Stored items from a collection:
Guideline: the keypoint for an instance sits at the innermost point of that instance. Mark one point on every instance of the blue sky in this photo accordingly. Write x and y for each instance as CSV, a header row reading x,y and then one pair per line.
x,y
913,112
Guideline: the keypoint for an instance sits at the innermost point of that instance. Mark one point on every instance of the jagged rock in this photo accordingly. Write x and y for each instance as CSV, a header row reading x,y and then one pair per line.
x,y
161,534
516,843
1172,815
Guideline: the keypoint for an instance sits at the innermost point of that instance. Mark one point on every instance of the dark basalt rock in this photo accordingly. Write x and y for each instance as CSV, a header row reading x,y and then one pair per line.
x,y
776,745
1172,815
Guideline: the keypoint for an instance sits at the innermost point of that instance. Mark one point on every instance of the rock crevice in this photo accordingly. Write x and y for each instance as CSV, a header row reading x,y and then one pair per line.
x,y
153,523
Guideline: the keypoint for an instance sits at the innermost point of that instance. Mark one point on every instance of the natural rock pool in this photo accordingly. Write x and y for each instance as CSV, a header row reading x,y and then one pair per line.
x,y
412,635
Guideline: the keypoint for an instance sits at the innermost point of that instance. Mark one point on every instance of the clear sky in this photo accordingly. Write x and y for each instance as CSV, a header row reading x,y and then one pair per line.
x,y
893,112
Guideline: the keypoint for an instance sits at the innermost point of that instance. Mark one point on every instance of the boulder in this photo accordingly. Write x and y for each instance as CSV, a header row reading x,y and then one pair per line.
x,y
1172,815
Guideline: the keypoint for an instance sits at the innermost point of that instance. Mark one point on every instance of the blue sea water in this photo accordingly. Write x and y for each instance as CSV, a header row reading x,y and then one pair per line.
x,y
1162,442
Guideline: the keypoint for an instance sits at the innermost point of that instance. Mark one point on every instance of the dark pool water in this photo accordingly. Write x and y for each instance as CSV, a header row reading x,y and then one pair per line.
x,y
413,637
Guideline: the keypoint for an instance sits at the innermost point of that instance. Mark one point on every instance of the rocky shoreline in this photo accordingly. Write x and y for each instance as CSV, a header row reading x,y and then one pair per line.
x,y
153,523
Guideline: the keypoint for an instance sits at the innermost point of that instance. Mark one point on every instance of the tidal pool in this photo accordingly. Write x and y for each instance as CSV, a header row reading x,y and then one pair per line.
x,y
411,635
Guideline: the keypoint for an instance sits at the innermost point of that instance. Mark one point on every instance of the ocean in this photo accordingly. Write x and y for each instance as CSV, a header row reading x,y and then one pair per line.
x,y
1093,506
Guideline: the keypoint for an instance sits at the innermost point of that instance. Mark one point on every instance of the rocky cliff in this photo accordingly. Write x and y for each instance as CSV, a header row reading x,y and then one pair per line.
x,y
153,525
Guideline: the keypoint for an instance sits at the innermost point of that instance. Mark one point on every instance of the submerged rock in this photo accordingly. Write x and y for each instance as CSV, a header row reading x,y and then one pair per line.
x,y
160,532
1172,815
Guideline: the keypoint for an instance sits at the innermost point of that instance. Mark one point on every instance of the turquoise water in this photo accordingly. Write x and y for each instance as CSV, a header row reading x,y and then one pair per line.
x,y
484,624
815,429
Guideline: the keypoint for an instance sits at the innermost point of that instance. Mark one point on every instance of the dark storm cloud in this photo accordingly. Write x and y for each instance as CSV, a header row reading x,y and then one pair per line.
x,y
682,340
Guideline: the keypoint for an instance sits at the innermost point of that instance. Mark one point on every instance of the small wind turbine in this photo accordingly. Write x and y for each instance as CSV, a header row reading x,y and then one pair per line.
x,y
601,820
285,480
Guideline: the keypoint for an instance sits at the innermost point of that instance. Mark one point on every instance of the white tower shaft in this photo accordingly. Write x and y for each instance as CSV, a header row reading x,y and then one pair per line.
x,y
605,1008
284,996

§ About this exercise
Recopy all the entries faithfully, leaving none out.

§ Answer
Guideline: the keypoint for an instance sits at the innermost point of that instance. Mark one point on every instance of the blue sky in this photo accordingly. Write x and y for each instance as CSV, a header row reading x,y and then one pair per line.
x,y
913,112
Guideline: the keypoint for an instance sits at the innermost point of that instance. Mark one point on every instance of the jagged rock in this photo accordingly. Write x and y for each instance as CSV, a header row reading x,y and then one pair per line.
x,y
161,534
516,843
1172,815
Guideline: the keypoint for an instance sits at the innermost point of that instance. Mark one point on every instance of the dark basalt rock in this photo accordingly. Write x and y for each instance as CSV, a header row reading x,y and then one pair per line.
x,y
776,745
1172,815
Guideline: the keypoint for an instance sits at the innermost point of that instance. Mark one point on every instance of the rock crevice in this photo accordingly. Write x and y for each instance as CSV, a header row reading x,y and then one pair per line.
x,y
153,523
Guideline: the keypoint for an instance sits at the innermost point of that instance. Mark one point on every instance of the natural rock pool in this photo accordingly. Write x and y for each instance as CSV, a header row reading x,y and then one pair per line.
x,y
412,635
Guideline: the keypoint for an instance sits at the innermost point of that instance. Mark one point on every instance of the clear sky in this photo accordingly. Write x and y for each instance as CSV, a header row reading x,y and then one pair per line.
x,y
893,112
Guideline: the keypoint for an instance sits at the innermost point of that instance. Mark one point on every instance of the boulder in this photo accordingly. Write x and y for each instance as CSV, a header row reading x,y and then one pair per line.
x,y
1172,815
Guideline: the keypoint for an instance sits at the innermost point of that instance. Mark one point on every instance of the blue sea water in this photo accordingly. Write x and y for each instance as CSV, a header row reading x,y and then one pair per line.
x,y
1162,442
Guideline: the keypoint for an instance sits at the innermost point of that instance. Mark one point on every instance of the dark pool water in this photo accordingly. Write x and y for each instance as CSV, a header row reading x,y and then one pair per line.
x,y
413,637
Guideline: the keypoint for an instance sits at the innermost point of that instance. Mark one point on every instance of the rocky shoreline in this photo accordingly. Write x and y for each instance as CSV, a header row reading x,y and then one pair per line.
x,y
153,523
Guideline: the keypoint for an instance sits at the innermost point of that instance. Mark one point on every instance of the tidal pool in this photo accordingly. Write x and y for each instance as CSV, a header row reading x,y and then one pair per line.
x,y
411,635
Guideline: the keypoint for an instance sits at the innermost point of that instance. Mark one point on every instance of the ocean in this photo accordingly. Write x and y for each instance as CSV, a header row reading x,y and then one pair per line.
x,y
1093,506
Guideline: the keypoint for an instance sits at the innermost point of that instance. Mark one point on every instance of the rocky cliff in this photo accordingly. Write x and y for each instance as CSV, a header row reading x,y and then one pair per line.
x,y
153,525
Guideline: the keypoint for an instance sits at the innermost point of that instance. Mark one point on every instance of the submerged rock in this photo accordingly. Write x and y for each instance as CSV, a header row reading x,y and then one pair per line.
x,y
160,532
1172,815
Guideline: the keypoint for an instance sits at the innermost point of that instance. Mark one point on every instance of the turquoise water in this photo accordingly. Write x and y for each instance as CSV, a header row reading x,y and then one pair per line.
x,y
484,624
815,429
Guideline: the keypoint for an instance sits at the innermost point of that instance. Mark one point on every instance of the dark storm cloud in this photo accordingly. Write x and y for each instance as CSV, a header row reading x,y and then one pair per line.
x,y
682,340
Guideline: the keypoint for an instance sits at the innermost point of that instance. Mark one point on every instance of the small wind turbine in this photo accordingly. Write x and y for each instance as CSV, a header row reading x,y and then one pair per line.
x,y
601,820
285,480
Guideline: the keypoint for an instance sits at the innermost point of that instance. Mark one point on every instance of the white tower shaft in this photo accordingly. Write x and y for each instance as CSV, a header row reading x,y and then one pair per line.
x,y
605,1008
284,996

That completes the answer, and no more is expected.